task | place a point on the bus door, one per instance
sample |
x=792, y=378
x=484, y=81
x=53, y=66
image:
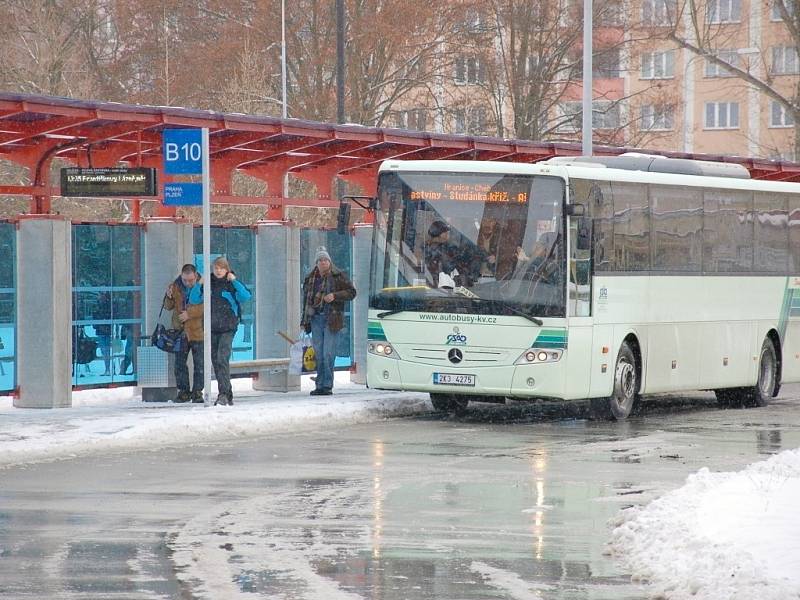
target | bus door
x=579, y=306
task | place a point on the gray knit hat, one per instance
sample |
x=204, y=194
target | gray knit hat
x=322, y=252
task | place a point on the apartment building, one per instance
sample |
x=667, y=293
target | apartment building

::::::::::

Directions for this task
Print every line of the listing above verbatim, leaving out the pictures.

Result of this exercise
task | place a point on the bus door, one per instance
sample |
x=792, y=378
x=484, y=81
x=53, y=66
image:
target | bus door
x=579, y=306
task | place a point on the gray knit hat, one per instance
sample |
x=204, y=194
target | gray knit hat
x=322, y=252
task | place a point on the apartment building, one per instance
sample |
x=667, y=293
target | apartment building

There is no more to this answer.